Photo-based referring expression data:
┌──
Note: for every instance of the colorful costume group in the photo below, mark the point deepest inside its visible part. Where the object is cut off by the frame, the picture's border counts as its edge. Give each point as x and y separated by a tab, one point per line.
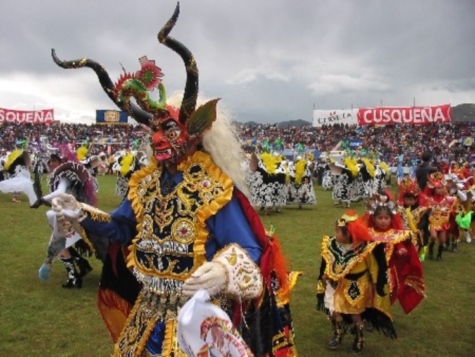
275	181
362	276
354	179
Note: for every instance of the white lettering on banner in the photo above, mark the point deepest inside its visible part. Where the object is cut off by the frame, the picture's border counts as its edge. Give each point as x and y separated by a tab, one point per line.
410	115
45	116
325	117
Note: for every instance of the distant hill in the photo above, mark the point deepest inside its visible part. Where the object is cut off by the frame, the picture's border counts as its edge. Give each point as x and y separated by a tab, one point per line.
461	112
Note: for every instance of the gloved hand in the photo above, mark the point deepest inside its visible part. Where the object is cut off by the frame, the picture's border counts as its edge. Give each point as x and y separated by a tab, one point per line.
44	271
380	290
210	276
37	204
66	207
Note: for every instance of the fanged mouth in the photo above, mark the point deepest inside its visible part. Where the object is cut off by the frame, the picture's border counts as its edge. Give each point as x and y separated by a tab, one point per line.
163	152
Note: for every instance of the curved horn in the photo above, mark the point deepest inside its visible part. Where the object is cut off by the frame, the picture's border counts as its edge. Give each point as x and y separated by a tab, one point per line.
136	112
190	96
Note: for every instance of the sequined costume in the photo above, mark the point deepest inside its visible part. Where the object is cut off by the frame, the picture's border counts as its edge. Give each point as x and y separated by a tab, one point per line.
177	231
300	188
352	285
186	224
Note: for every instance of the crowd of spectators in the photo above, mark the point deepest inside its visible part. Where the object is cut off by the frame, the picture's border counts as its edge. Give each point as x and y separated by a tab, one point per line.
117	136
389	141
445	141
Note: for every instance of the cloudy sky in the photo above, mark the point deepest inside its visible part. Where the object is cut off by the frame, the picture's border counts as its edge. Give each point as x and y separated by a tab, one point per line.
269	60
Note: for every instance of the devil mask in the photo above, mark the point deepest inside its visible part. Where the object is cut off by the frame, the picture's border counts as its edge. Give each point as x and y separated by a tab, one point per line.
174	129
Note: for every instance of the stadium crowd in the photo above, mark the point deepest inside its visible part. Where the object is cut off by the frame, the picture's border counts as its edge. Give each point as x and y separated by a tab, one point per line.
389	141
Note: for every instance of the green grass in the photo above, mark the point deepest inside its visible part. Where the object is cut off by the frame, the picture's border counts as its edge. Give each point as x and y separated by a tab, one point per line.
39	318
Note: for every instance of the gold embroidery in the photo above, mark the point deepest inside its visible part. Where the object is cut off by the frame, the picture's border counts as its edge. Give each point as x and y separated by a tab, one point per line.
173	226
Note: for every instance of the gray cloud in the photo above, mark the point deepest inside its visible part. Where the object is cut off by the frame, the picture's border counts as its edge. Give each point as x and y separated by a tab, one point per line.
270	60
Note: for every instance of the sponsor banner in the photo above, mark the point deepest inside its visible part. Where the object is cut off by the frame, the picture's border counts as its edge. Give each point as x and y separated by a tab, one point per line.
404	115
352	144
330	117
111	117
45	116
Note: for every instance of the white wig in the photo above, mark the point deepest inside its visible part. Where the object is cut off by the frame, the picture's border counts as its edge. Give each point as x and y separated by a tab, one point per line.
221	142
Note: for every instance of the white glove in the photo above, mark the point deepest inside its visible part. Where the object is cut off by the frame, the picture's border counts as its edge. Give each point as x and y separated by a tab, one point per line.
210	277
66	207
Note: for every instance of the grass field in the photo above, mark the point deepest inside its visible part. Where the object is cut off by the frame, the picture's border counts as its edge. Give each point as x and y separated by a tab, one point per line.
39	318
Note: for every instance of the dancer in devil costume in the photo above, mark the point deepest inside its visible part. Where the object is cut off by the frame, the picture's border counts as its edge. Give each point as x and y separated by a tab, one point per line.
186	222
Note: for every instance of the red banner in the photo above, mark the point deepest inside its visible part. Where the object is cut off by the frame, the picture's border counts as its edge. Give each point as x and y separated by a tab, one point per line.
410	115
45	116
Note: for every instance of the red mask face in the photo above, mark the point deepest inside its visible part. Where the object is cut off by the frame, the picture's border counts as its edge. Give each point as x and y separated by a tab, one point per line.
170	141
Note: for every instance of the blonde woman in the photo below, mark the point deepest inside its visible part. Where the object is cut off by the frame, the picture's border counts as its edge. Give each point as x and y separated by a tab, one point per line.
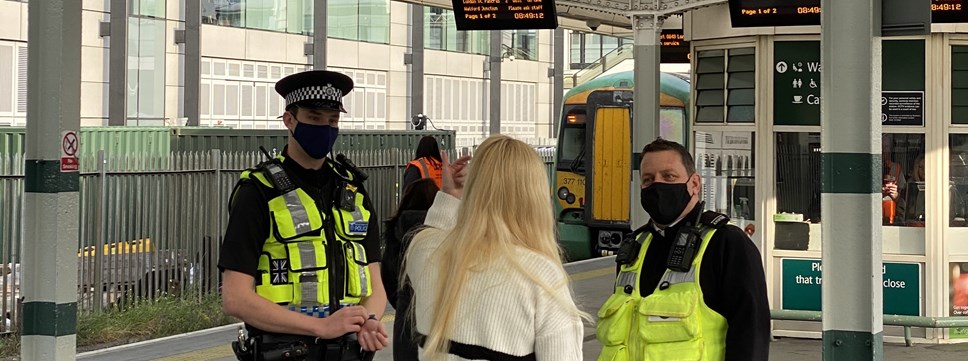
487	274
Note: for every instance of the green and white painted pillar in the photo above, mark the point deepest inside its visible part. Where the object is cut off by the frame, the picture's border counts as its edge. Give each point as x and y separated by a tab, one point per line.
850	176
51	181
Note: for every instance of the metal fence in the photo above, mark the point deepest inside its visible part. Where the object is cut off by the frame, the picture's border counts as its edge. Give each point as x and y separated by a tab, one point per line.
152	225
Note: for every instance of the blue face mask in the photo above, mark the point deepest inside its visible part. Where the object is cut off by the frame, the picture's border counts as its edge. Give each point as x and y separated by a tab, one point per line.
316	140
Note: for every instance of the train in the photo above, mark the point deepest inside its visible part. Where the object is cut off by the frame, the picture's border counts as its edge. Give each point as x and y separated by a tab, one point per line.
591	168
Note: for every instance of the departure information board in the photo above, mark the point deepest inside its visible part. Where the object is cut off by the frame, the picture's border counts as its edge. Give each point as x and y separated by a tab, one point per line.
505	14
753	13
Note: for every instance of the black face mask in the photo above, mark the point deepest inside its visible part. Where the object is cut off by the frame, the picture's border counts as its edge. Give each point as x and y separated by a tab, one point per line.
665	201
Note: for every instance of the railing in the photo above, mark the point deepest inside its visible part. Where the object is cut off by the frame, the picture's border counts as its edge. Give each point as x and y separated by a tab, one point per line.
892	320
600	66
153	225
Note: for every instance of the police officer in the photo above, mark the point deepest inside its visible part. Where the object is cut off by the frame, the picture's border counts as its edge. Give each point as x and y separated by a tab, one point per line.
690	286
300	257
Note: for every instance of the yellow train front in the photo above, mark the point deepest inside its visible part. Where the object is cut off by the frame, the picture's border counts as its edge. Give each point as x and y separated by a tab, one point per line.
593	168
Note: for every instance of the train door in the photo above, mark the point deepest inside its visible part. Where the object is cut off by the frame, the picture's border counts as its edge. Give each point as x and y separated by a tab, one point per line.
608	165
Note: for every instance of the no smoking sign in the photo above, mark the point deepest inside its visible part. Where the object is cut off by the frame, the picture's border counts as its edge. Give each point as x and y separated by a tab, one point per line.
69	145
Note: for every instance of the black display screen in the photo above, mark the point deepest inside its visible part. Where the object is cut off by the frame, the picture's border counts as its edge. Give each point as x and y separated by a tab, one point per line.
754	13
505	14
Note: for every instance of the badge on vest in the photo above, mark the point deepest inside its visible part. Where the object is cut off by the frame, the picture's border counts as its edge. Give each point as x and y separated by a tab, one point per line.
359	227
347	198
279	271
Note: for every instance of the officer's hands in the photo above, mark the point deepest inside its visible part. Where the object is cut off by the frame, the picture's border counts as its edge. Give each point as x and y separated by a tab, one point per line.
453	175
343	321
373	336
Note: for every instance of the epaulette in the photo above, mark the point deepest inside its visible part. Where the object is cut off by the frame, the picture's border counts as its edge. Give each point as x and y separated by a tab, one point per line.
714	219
└──
When you set down the records above, copy every line exactly and exclude the pictures.

### [Response]
Note: for every instance of the colorful costume group in the photo below, mark the point deepest inside its visible part. Where the object is cut off by the frame, the picture's border counts as its edge. Give each point as x and y separated by a tab, one point per line.
275	181
362	276
354	179
Note: for every instance of the white lettering on banner in the photo above, mark the point deepest inside its visible part. Where the object is cut off by the frame, the picture's border counts as its edge. Give each point as x and y separated by a tab, one point per line.
410	115
45	116
325	117
Note: for every instance of the distant hill in the photo above, mark the point deepest inside its visible part. Where the object is cut off by the frame, the picture's border counts as its edge. Give each point as x and y separated by a tab, one point per line.
461	112
Note: for every instance of the gloved hand in the photo above, mark the point deepest inside its visible part. Where the object is cut off by the frame, the picture's border counts as its edge. Give each point as x and y separated by a tab, one point per line.
44	271
380	290
210	276
37	204
66	207
Note: for every instance of the fanged mouth in the photo above, mark the point deepest inside its visible part. Where the object is cut off by the frame, the picture's border counts as its edge. Give each point as x and y separated by a tab, one point per line.
163	152
Note: for every instance of the curved horn in the photo above, mark the point deepest inside its visible part. Where the object is cut off by the frame, the picture's border counts as its edge. Give each point as x and y separated by a tab, one point per line.
136	112
190	96
Note: for every instance of the sequined costume in the photo above, mark the point deepest inside its visible part. Where the object is cut off by the frame, the picture's border counts as its edge. Give each point as x and y separated by a tab, one point per line.
177	231
300	188
352	285
186	224
Note: for every instance of the crowd of spectators in the photo above, mark the point deepest inside its visible part. Where the object is cut off by the frame, the picture's border counts as its edge. Give each point as x and y separated by a tab, one point per line.
117	136
389	141
445	141
Note: for every instance of the cloudy sky in the photo above, mark the point deepest inside its visible part. Where the object is cut off by the frame, the picture's border counts as its edge. Give each point as x and y separated by a tab, one point per line.
269	60
Note: for every instance of the devil mask in the photo above, mark the point deepest inside its visible part. Where the object is cut off by the frame, the picture's border counts as its edge. Give each point as x and y separated by a tab, one point per line.
174	129
Note: for every instance of the stadium crowd in the photo above, mark the point deepest inside its visible part. Where the object is cut off by the frame, the picture's border counts as its edge. Give each point as x and y separated by a tab, one point per line.
389	141
Note: for every instance of the green grass in the photo above, mark the point deepest inside its visible part. Where the object is cut off by the frame, the picture's border counts as its edge. Give each point as x and y separated by a tab, one point per line.
39	318
Note: for every instance of the gold embroidery in the photo above, mark the point deepest inside its visible part. Where the object is cut off by the frame, the picture's border counts as its edge. Give each point as x and y separated by a tab, one point per line.
173	226
Note: for every instance of the gray cloud in the photo above, mark the point deepest inside its visible part. Where the object is cut off by the frame, the picture's border counts as its edge. Give each point as x and y separated by a tab, one point per line.
270	60
Note: for every instance of the sponsor banner in the photo above, mark the point deepest inside its visible part. Where the object is cut off by the frame, the picture's border counts as its edge. Give each point as x and y separated by a tab, one point per line.
404	115
352	144
330	117
111	117
45	116
Note: for every instance of the white wig in the photo above, mark the point deepest inside its visible part. Where the object is cut off by the frame, the picture's border counts as its edge. Give each point as x and y separated by a tab, one point per line.
221	142
Note: for every instance of the white glove in the photo above, mark the point deepest inside its visible part. Where the object is cut off by the frame, the picture's border counts as its edge. Give each point as x and y separated by a tab, one point per line.
210	277
66	207
Note: for every instance of the grass field in the photo above, mark the point deepest inside its visible part. Where the object is cut off by the frame, the picture's border counts as its edge. Give each point as x and y separated by a tab, one point per line.
39	318
Note: for every instance of the dancer in devil costume in the photo above, mark the point deepest inside its visible part. Where the object is cut off by the frame, the picture's border counts as its edge. Give each point as x and y separated by a tab, one point per line.
186	222
Note: for every instance of the red banner in the photo above, mark the point deepest inside its visible part. Where the object is cut off by the frame, the picture's border counts as its edge. Give each point as x and y separated by a tab, one point per line.
410	115
45	116
Note: for every instance of the red mask face in the photo above, mark the point deepest inside its visible part. Where the object is cut off by the frame, the picture's border counts as its edge. Give each point as x and y separated by a tab, one point per line.
170	141
Note: for every instance of the blonde woman in the photo below, mark the point deepest inside its visible part. Where the object is cut off by the frame, the picture's border counts as its edge. Give each point as x and y separated by a tab, one point per line.
487	274
Note: for every instance of the green and white painted pillar in the photo above, mark the point deepest inside its visible part. Where the object is cut off by the frame, the picture's border counts as its edge. Give each point as x and y separated by a tab, one point per line.
850	176
51	181
Note: for every instance of the metal fence in the photo above, mark the point deepest inside its visible part. Where the object is cut off by the frame, the picture's border counts as its edge. Give each point as x and y separated by a tab, one point per line.
152	225
Note: for every instance of the blue face mask in the photo above, mark the point deepest inside its visible part. Where the object is cut off by the frame, the picture's border counts as its edge. Give each point as x and y separated by a tab, one point per line.
316	140
Note: for every instance of the train in the photo above, mark the point deepest inside its visible part. Where the object is cut off by the frame, the picture's border counts as its edge. Give each point as x and y separated by a tab, one point per line.
591	168
Note: for every instance of the departure information board in the photo above, mark the point deepest inside its visible part. Where the object is cut off by the frame, the picture's border counts as its edge. Give each point as x and y separated by a tab, one point per line.
505	14
753	13
Note: for every instance of the black face mask in the photo above, mark the point deepest inside its visible part. Where the object is cut off by the frame, the picture's border counts as its edge. Give each point as x and y separated by a tab, one point per line.
665	201
Note: for every instance of the railing in the photo above, mark the point deepest inside its visible part. Where the object is cut off by the frame, the picture's border counts as its edge. Give each point as x and y separated by a tab, one point per line.
892	320
600	66
153	225
Note: for every instance of the police officer in the photo above, mark the point deepest inside its visible part. Where the object is cut off by the frame, the picture's border counts as its edge. Give each point as x and y separated by a tab, one point per line.
690	286
300	257
Note: for every instance of the yellow train front in the photo above, mark the point deepest inside its visible part. Where the object is cut off by the frame, the picture's border counts as its edge. Give each point as x and y separated by a tab, one point per line.
593	168
Note: for every instance of the train door in the photo above, mark the point deepest inside its visible part. Where the object is cut off by the frame, the picture's border counts as its edge. Give each point as x and y separated by a tab, one point per line.
608	165
Note: for every instance of the no smoking sign in the photo above, mark the point deepest inside its visible part. Where the object is cut off by the frame, the picture's border counts as its edge. Give each point as x and y separated by a tab, one point per line.
69	145
Note: for every instance of the black display screen in the photo above, mark the point deepest inside its visible part. Where the object is cut off by the frame, the picture's border counts as its edge. Give each point as x and y separated by a tab, one point per line.
754	13
505	14
Note: for every instance of the badge on vest in the photo above, mark the point deepest inside its visible part. Where the object is cut off by the frame, the picture's border counts as its edge. Give each point as x and y separated by a tab, one point per line.
359	227
347	198
279	271
Note: for every instance of the officer's hands in the photo above, mark the point deepest inside its visible part. Where the object is cut off by the frame, the picture's border counts as its edge. Give each point as x and y separated by a tab, one point per line.
453	175
343	321
373	336
Note: for every instance of the epaulette in the photo above, mark the point deepest inside its visible part. Where the object is cut off by the frame, the picture's border counts as its edge. Give each point as x and y separated by a tab, one point per line.
714	219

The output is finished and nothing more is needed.